= Beginning of Section =
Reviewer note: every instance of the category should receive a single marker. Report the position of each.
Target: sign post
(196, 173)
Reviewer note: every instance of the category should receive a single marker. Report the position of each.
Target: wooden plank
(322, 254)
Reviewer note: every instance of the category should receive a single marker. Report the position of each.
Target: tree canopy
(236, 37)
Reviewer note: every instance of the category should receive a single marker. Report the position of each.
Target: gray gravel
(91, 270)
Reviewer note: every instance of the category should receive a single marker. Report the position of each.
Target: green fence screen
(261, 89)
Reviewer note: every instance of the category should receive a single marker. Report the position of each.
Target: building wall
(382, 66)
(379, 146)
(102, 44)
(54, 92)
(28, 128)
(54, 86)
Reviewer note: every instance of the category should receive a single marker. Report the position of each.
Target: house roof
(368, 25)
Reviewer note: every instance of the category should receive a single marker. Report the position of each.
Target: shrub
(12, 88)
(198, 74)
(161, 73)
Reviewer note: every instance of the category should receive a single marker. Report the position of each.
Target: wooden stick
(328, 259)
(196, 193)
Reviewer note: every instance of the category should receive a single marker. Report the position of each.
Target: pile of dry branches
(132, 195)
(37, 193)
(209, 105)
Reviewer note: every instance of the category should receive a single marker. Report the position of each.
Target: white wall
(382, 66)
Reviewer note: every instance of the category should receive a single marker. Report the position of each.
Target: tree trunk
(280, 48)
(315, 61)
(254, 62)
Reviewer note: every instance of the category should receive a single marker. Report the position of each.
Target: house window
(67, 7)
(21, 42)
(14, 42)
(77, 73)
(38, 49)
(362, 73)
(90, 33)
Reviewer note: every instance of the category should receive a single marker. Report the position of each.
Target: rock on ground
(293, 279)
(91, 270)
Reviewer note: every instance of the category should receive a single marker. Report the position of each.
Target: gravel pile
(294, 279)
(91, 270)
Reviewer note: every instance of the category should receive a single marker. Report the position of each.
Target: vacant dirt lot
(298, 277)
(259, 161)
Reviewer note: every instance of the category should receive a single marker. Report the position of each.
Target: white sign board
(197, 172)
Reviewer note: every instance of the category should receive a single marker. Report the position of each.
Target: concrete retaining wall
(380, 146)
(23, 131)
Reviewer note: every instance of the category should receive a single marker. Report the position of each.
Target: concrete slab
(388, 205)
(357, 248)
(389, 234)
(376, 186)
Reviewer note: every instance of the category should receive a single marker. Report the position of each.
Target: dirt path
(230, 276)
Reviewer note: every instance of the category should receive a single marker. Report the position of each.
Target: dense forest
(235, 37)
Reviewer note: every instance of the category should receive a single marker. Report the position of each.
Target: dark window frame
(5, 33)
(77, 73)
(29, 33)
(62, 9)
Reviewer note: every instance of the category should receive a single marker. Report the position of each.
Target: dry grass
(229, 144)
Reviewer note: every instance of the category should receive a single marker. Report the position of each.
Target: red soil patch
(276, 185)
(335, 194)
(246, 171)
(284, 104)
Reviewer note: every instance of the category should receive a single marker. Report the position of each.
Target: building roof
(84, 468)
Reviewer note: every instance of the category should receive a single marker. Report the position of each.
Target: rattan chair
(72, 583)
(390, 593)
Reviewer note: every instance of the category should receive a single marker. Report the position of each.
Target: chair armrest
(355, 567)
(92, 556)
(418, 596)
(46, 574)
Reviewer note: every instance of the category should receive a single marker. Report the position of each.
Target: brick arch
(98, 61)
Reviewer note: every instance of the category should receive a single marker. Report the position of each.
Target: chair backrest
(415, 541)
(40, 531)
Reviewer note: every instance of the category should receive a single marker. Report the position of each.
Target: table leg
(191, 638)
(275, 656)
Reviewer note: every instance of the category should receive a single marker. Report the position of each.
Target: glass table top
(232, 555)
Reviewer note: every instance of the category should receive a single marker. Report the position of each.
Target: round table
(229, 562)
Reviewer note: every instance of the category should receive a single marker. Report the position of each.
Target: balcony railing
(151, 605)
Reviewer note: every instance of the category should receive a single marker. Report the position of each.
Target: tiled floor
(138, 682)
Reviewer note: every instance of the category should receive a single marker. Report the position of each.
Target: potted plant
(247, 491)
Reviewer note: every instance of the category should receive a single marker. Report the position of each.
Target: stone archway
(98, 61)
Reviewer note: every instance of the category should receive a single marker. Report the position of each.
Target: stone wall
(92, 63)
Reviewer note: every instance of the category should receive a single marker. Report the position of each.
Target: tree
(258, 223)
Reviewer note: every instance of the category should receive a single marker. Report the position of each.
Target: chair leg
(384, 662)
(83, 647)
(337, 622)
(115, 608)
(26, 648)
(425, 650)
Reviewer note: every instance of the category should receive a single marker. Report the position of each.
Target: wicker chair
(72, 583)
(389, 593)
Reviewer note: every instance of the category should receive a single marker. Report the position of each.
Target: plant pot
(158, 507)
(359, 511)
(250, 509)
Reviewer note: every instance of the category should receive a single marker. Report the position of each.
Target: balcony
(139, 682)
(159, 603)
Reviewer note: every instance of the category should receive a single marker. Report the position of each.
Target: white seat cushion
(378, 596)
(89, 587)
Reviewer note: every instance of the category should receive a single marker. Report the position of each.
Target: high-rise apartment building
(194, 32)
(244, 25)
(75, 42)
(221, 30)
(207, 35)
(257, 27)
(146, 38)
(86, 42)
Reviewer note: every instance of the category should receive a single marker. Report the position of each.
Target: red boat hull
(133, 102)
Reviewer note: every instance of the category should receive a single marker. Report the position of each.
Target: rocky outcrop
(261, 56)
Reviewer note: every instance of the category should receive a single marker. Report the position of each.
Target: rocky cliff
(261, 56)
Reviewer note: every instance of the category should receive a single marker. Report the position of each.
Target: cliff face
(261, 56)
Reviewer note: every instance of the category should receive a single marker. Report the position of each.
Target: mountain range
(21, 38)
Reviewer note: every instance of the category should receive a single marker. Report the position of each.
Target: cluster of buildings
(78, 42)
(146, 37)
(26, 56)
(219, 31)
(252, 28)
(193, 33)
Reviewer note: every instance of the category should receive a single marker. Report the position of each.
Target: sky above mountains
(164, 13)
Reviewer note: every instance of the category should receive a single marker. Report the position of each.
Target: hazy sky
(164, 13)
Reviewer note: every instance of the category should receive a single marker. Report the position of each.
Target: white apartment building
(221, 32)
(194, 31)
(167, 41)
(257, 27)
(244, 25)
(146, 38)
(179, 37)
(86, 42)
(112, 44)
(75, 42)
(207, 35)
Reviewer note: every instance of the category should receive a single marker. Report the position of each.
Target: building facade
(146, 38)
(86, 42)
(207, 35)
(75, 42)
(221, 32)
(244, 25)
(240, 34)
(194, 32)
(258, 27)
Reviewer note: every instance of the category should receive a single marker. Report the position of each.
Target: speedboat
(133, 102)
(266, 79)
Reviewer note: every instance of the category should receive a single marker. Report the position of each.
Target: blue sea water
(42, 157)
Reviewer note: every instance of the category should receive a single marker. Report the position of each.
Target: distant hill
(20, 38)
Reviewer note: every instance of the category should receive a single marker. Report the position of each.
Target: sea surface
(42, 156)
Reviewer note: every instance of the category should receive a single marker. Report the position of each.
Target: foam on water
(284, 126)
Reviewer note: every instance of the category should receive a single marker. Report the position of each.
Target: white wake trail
= End of Section =
Find the line that contains "Target: foam on water" in the listing above. Retype it and every line after it up to the last, exactly, and nothing else.

**FINISHED TASK:**
Target: foam on water
(284, 126)
Reviewer note: every instance of the category should receive a single marker. Report the position of each.
Target: white wake trail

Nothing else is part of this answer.